Write every line below out again exactly, images omitted.
══════════════════════════════
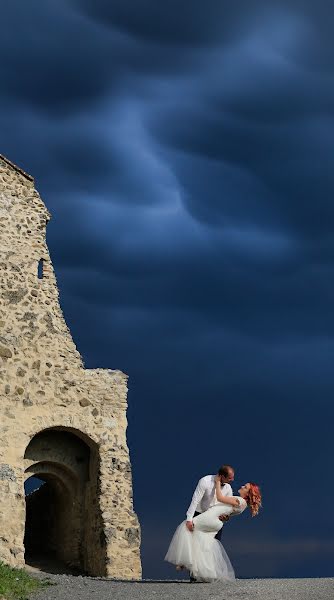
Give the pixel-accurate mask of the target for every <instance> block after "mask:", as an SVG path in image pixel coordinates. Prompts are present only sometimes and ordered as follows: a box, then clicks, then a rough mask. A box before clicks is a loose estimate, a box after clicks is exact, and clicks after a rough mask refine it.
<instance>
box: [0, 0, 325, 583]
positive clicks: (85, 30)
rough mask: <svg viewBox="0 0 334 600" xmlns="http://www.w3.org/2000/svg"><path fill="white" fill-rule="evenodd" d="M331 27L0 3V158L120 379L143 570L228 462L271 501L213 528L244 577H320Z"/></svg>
mask: <svg viewBox="0 0 334 600" xmlns="http://www.w3.org/2000/svg"><path fill="white" fill-rule="evenodd" d="M332 19H333V9H332V7H331V6H330V5H329V3H327V2H317V3H314V2H310V1H308V0H304V1H303V2H301V1H297V0H290V1H289V2H288V1H287V0H281V1H278V0H277V1H270V2H268V1H267V2H260V1H254V2H249V1H248V2H247V1H246V0H245V1H239V2H238V1H236V2H233V3H231V2H225V1H223V0H217V1H216V0H212V1H210V2H204V1H202V0H191V1H190V0H189V1H188V0H182V1H180V0H179V1H176V0H175V1H174V0H170V1H169V2H167V3H161V2H157V1H156V0H155V1H154V0H146V1H145V0H138V1H136V2H133V1H132V2H130V0H114V1H113V2H110V1H107V0H68V1H66V0H58V2H57V3H55V2H52V1H51V0H44V1H43V2H38V1H37V0H30V2H29V3H24V2H20V1H19V0H6V1H5V2H4V3H3V7H2V36H1V40H0V48H1V56H2V61H1V67H0V69H1V81H2V90H1V91H2V94H1V112H0V126H1V132H2V148H1V152H2V153H3V154H6V155H7V156H8V158H9V159H11V160H12V161H14V162H15V163H17V164H19V165H20V166H21V167H22V168H24V169H25V170H26V171H28V172H30V173H31V174H32V175H33V176H34V177H35V179H36V184H37V187H38V189H39V191H40V192H41V195H42V197H43V199H44V201H45V203H46V204H47V206H48V208H49V210H50V211H51V213H52V215H53V219H52V221H51V223H50V224H49V226H48V243H49V247H50V250H51V254H52V258H53V261H54V266H55V269H56V273H57V277H58V282H59V287H60V291H61V303H62V307H63V309H64V313H65V317H66V320H67V322H68V324H69V326H70V328H71V331H72V333H73V336H74V339H75V341H76V344H77V345H78V348H79V350H80V352H81V353H82V355H83V357H84V360H85V364H86V366H87V367H92V368H93V367H97V366H100V367H109V368H119V369H122V370H123V371H125V372H126V373H127V374H128V375H129V388H130V389H129V411H128V416H129V429H128V441H129V445H130V449H131V456H132V463H133V476H134V498H135V508H136V510H137V512H138V514H139V518H140V520H141V524H142V533H143V562H144V569H145V570H144V574H145V575H146V576H147V577H156V576H159V577H174V572H173V571H172V570H171V569H170V568H169V566H168V565H164V564H163V557H164V553H165V551H166V548H167V546H168V543H169V538H170V536H171V534H172V532H173V530H174V528H175V527H176V525H177V524H178V523H179V522H180V521H181V520H182V519H183V518H184V515H185V511H186V508H187V506H188V503H189V500H190V497H191V494H192V490H193V487H194V486H195V484H196V481H197V479H198V478H199V477H200V476H202V475H204V474H206V473H209V472H214V471H215V470H216V469H217V468H218V467H219V465H220V464H221V463H222V462H229V463H232V464H233V465H235V468H236V482H235V487H234V489H235V490H237V488H238V484H241V483H243V482H245V481H247V480H249V479H254V480H258V481H259V482H260V483H261V484H262V487H263V493H264V509H263V513H262V515H261V517H260V518H259V519H258V520H254V521H251V519H246V518H240V519H239V520H237V519H236V520H235V521H234V522H233V523H230V524H228V525H227V526H226V527H225V530H224V544H225V545H226V548H227V550H228V552H229V554H230V556H231V559H232V562H233V563H234V565H235V567H236V572H237V575H238V576H299V575H300V576H323V575H332V574H333V573H332V571H331V568H332V563H333V558H334V549H333V543H332V541H331V540H332V537H333V533H334V531H333V526H332V525H331V522H332V520H331V519H330V510H331V507H330V500H331V496H332V495H333V493H334V485H333V481H332V478H331V471H330V465H331V463H330V458H331V456H332V455H333V450H334V449H333V441H332V435H331V432H330V426H331V423H332V420H333V417H334V409H333V403H332V397H333V392H334V377H333V368H332V362H333V351H334V317H333V302H334V282H333V281H334V280H333V260H334V242H333V239H334V238H333V234H334V203H333V192H334V175H333V173H334V171H333V168H332V160H333V158H332V157H333V139H334V109H333V107H334V71H333V67H334V65H333V63H334V47H333V46H334V41H333V36H332V26H331V24H332ZM318 497H319V500H318ZM320 502H321V506H320Z"/></svg>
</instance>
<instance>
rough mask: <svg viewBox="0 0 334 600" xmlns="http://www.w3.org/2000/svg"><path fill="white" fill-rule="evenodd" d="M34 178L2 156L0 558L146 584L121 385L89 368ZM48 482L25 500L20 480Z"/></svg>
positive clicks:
══════════════════════════════
▶ EXPECTED OUTPUT:
Give the pixel-accurate mask of the target for every <instance> block after "mask:", as an SVG path in image pixel coordinates. Prompts are present only sometimes and ordered as follows: a box, then clicks, then a rough mask. A box before clicks is a loose estimate, a box after clicks is exact, and clicks after a rough mask refine it.
<instance>
box: [0, 0, 325, 583]
positive clicks: (85, 30)
rough mask: <svg viewBox="0 0 334 600" xmlns="http://www.w3.org/2000/svg"><path fill="white" fill-rule="evenodd" d="M331 27L0 3V158L120 379L143 570L228 462L271 501L213 528L244 577H320Z"/></svg>
mask: <svg viewBox="0 0 334 600" xmlns="http://www.w3.org/2000/svg"><path fill="white" fill-rule="evenodd" d="M332 19H333V9H332V7H331V6H330V5H329V3H327V2H317V3H314V2H310V1H308V0H304V1H303V2H301V1H297V0H290V1H289V2H288V1H287V0H281V1H278V0H277V1H270V2H268V1H267V2H260V1H254V2H249V1H248V2H247V1H246V0H245V1H239V2H238V1H236V2H233V3H231V2H225V1H223V0H217V1H216V0H212V1H210V2H204V1H202V0H191V1H190V0H189V1H188V0H182V1H180V0H179V1H176V0H175V1H174V0H170V1H169V2H167V3H161V2H157V1H156V0H155V1H154V0H146V1H145V0H138V1H136V2H133V1H132V2H130V0H114V1H113V2H110V1H107V0H68V1H66V0H58V2H57V3H55V2H52V1H51V0H44V1H43V2H38V1H37V0H30V2H29V3H24V2H20V1H19V0H6V1H5V2H4V3H3V7H2V36H1V40H0V48H1V56H2V61H1V67H0V69H1V81H2V90H1V91H2V94H1V112H0V126H1V132H2V148H1V152H2V153H3V154H6V155H7V156H8V158H9V159H11V160H12V161H14V162H15V163H17V164H19V165H20V166H21V167H22V168H24V169H25V170H26V171H28V172H30V173H31V174H32V175H33V176H34V177H35V179H36V184H37V187H38V189H39V191H40V192H41V195H42V197H43V199H44V201H45V203H46V204H47V206H48V208H49V210H50V211H51V213H52V215H53V219H52V221H51V223H50V224H49V226H48V243H49V247H50V250H51V254H52V258H53V261H54V266H55V269H56V273H57V277H58V282H59V287H60V291H61V303H62V307H63V309H64V313H65V317H66V320H67V322H68V324H69V326H70V328H71V331H72V333H73V336H74V339H75V341H76V344H77V345H78V348H79V350H80V352H81V353H82V355H83V357H84V360H85V364H86V366H87V367H92V368H93V367H97V366H100V367H109V368H119V369H122V370H123V371H125V372H126V373H127V374H128V375H129V388H130V389H129V411H128V416H129V429H128V441H129V445H130V449H131V456H132V463H133V476H134V498H135V508H136V510H137V512H138V514H139V518H140V520H141V524H142V533H143V562H144V569H145V570H144V574H145V575H146V576H147V577H156V576H159V577H174V572H173V571H172V570H171V569H170V568H169V566H168V565H164V564H163V557H164V553H165V551H166V548H167V546H168V543H169V538H170V536H171V534H172V532H173V530H174V528H175V527H176V525H177V524H178V523H179V522H180V521H181V520H182V519H183V518H184V515H185V511H186V508H187V506H188V503H189V500H190V497H191V494H192V490H193V487H194V486H195V484H196V481H197V479H198V478H199V477H200V476H202V475H204V474H206V473H209V472H214V471H215V470H216V469H217V468H218V467H219V465H220V464H221V463H222V462H229V463H232V464H233V465H235V468H236V482H235V487H234V489H235V490H237V488H238V484H241V483H243V482H245V481H247V480H249V479H254V480H258V481H259V482H260V483H261V484H262V487H263V493H264V509H263V513H262V515H261V517H260V518H259V519H258V520H254V521H251V519H246V518H240V519H239V520H237V519H236V520H235V521H234V522H233V523H230V524H228V525H227V526H226V527H225V530H224V544H225V545H226V548H227V550H228V552H229V554H230V556H231V559H232V562H233V563H234V565H235V567H236V572H237V575H238V576H299V575H300V576H323V575H332V574H333V573H332V571H331V568H332V563H333V558H334V549H333V543H332V541H331V540H332V537H333V533H334V531H333V526H332V525H331V522H332V520H331V519H330V510H331V507H330V500H331V496H332V495H333V493H334V485H333V481H332V478H331V471H330V465H331V463H330V458H331V456H332V455H333V450H334V449H333V441H332V435H331V432H330V426H331V423H332V420H333V417H334V409H333V403H332V397H333V392H334V377H333V368H332V362H333V351H334V317H333V302H334V282H333V281H334V280H333V260H334V242H333V239H334V238H333V234H334V203H333V192H334V175H333V173H334V171H333V168H332V160H333V158H332V157H333V139H334V109H333V107H334V71H333V67H334V65H333V63H334V47H333V46H334V41H333V36H332V26H331V24H332ZM318 497H319V500H318ZM320 502H321V506H320Z"/></svg>
</instance>
<instance>
rough mask: <svg viewBox="0 0 334 600" xmlns="http://www.w3.org/2000/svg"><path fill="white" fill-rule="evenodd" d="M34 178L2 156L0 558L146 584L121 385L89 368ZM48 482L25 500L20 480Z"/></svg>
positive clicks:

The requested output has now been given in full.